Requirement:
Reproduce the records below exactly, leaving out any pictures.
[START OF Dataset rows]
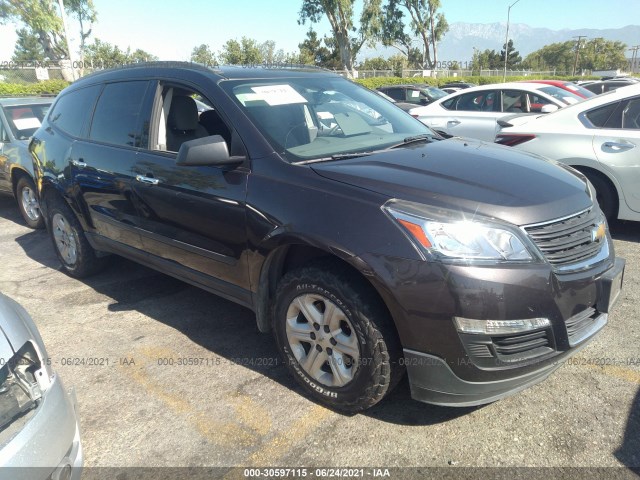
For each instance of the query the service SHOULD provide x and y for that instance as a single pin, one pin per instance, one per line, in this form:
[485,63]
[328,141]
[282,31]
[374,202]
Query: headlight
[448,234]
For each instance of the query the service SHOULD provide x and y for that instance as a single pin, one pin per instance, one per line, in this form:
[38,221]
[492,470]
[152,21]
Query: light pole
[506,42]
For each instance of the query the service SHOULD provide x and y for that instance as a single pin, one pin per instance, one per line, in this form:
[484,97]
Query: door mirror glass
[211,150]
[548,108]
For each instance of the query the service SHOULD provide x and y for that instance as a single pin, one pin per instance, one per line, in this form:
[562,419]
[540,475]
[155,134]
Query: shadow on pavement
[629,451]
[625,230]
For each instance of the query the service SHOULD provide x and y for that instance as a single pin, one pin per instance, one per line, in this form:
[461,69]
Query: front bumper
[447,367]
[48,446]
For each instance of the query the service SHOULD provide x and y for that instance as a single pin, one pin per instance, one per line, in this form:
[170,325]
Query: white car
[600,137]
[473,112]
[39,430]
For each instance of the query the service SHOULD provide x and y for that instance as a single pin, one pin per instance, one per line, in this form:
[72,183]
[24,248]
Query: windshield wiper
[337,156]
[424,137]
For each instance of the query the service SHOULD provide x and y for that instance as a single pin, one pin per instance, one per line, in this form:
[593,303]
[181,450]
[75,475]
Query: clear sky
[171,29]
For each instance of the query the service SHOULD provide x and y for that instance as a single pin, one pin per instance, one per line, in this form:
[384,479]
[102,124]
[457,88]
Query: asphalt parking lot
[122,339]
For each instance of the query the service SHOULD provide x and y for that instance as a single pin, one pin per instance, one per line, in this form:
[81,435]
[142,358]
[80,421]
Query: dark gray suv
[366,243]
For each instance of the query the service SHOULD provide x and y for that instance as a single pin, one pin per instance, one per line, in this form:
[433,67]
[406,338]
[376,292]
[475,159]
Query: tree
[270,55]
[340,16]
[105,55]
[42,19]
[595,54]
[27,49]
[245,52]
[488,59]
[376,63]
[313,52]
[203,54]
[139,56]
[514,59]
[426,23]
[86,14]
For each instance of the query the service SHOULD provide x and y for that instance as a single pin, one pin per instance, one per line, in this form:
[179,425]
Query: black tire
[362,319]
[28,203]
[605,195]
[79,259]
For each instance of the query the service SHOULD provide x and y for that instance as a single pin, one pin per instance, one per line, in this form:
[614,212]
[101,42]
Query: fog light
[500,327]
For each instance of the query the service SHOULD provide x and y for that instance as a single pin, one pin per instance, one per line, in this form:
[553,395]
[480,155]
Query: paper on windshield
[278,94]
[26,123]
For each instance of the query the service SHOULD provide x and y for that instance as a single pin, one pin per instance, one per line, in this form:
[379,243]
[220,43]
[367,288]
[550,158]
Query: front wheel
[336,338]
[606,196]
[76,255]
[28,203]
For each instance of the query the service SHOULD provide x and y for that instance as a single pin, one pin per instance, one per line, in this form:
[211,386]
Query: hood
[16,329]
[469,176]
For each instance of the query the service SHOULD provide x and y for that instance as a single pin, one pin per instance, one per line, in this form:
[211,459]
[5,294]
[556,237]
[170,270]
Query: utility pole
[END OF Dataset rows]
Finished exercise:
For each instance of the query the service SHOULD provide x and y for that instance as a single pin, one pin per instance, one per line, in this form:
[485,63]
[328,141]
[282,31]
[374,202]
Query: headlight
[448,234]
For each instance of the query the service SHOULD provide x and y for that instance as a single pin, one pin per instance, one per line, in this form:
[38,221]
[492,470]
[152,21]
Query: light pole
[506,42]
For each instance of the query the service SHOULD provide x and y for that instance as a single pin, one pin per instance, one per line, in this form:
[484,97]
Query: door mirror glass
[211,150]
[548,108]
For each instance of the query the service SHOULD provide x and y for that instance as a single pin, one pin per instance, one per line, in this form:
[562,419]
[540,475]
[155,134]
Query: shadow on pavement
[629,451]
[625,230]
For each instance of the query the service SHOULD provide x and y for that instance as a single pin, one pin per instance, one per line, in this form:
[461,69]
Query: front bumper
[447,367]
[48,446]
For each instance of the query the service SHOULD provide x and y for that instance as a single pin, one pin per instance, one per line, in this form:
[170,325]
Query: white car
[600,137]
[473,112]
[39,430]
For each instance of the query the service SHOULD provide x and y for that instance as a single pin, one pin per instance, one per line, in this form:
[72,183]
[24,248]
Query: windshield wiper
[337,156]
[424,137]
For each instance of the query the service SHOULD provide x and y for that instance as a single pin, one pin per instance, one per line, in this form:
[593,303]
[181,450]
[75,475]
Query: clear sky
[171,29]
For each instance of the query the service SHOULD provide x and y for that instance as a single pin, one pin per instance, one per line, in this form:
[384,479]
[102,124]
[457,88]
Query: asphalt parking lot
[122,339]
For each instance of the query the service SHOULD provide x and y for that instance as a single pin, one pin per instance, one per line, in this form:
[81,435]
[142,358]
[80,421]
Query: dark gray suv
[366,243]
For each instance of the query the service SHOULD provide x and y for that instance as a single pin, one pin per instance, one per line, in this form:
[433,67]
[406,338]
[376,292]
[475,159]
Query: tree
[270,55]
[340,16]
[105,55]
[42,19]
[595,54]
[27,49]
[245,52]
[488,59]
[376,63]
[313,52]
[203,54]
[139,56]
[514,59]
[426,23]
[86,14]
For each instance of the query the service SHOULD provide x and y for that instance as a single pin, one pin per instance, one per line, in this form:
[179,425]
Query: black tire
[362,319]
[28,203]
[605,195]
[79,259]
For each instance of the query the service SHOULD provide x and y for that instance as a single pin, one pin per instance, one per line, in this form:
[614,212]
[101,42]
Query: fog light
[500,327]
For each instance of the query the service SHOULD provide x and y for that instance as a single pin, one pin per instance, one per line, in this form:
[553,395]
[480,155]
Query: paper on windshield
[278,94]
[26,123]
For each instance of the query the service SHOULD provide x and y for that instance as a single pin, one pin per instance, one per line, in this form:
[379,243]
[220,43]
[367,288]
[550,158]
Query: front wheel
[336,338]
[606,196]
[76,255]
[28,203]
For each instance of the query the service SHOULD provide x and y for that instance as a single pin, one pin per instance, one per line, in this form:
[211,386]
Query: hood
[16,329]
[469,176]
For each instance of the query the service SHOULD provide x and y for that instance as a single pin, one pin per instance, one per line, in this form:
[211,459]
[5,294]
[556,237]
[170,270]
Query: utility pole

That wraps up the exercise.